Dataset excerpt
+ + + + + + +
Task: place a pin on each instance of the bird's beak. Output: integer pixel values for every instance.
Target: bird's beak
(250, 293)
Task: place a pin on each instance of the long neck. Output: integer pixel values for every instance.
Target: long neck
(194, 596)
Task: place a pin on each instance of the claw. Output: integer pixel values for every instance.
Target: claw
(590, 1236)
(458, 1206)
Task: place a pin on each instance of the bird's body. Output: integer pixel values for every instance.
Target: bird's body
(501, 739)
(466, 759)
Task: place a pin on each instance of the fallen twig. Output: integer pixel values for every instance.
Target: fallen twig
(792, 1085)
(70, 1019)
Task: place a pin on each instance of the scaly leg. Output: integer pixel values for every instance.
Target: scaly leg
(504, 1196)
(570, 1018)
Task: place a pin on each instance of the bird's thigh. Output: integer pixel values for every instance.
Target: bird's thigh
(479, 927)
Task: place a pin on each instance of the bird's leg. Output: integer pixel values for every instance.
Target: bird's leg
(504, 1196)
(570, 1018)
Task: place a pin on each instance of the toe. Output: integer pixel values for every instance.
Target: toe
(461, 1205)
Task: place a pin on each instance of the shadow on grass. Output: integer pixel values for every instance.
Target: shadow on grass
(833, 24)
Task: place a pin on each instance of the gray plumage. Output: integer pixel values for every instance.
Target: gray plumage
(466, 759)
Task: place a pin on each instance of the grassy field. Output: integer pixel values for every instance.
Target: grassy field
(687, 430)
+ + + + + + +
Required work>
Reproduce the lines from the one containing "Task: place a pin on each instance of the gray" through the end of the material, inclusive, as a Markdown table with the columns Row and Line, leaving out any blank lines.

Worked solution>
| Row | Line |
|---|---|
| 1 | Task: place a pin on each instance of the gray plumage. Output: integer pixel values for every instance. |
| 2 | Target: gray plumage |
| 3 | (466, 759) |
| 4 | Task: place a pin on each instance of the grassy field. Output: integer pixel values for every instance. |
| 5 | Target: grassy field |
| 6 | (687, 430) |